▶ _Exercise requirements_:
How many lines in the entries below include the string "Tell"? Answer with the number only.

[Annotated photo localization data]
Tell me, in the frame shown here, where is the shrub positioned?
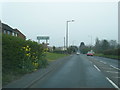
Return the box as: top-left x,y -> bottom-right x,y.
103,49 -> 118,56
2,34 -> 48,76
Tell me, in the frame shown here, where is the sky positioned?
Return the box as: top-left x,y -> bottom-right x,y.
0,0 -> 118,47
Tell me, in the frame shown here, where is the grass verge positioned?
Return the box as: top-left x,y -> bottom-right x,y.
46,52 -> 68,62
3,52 -> 68,86
94,53 -> 120,60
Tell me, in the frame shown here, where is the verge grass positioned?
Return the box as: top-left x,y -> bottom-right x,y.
46,52 -> 68,62
95,53 -> 120,60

▶ _Output of the exercise_:
4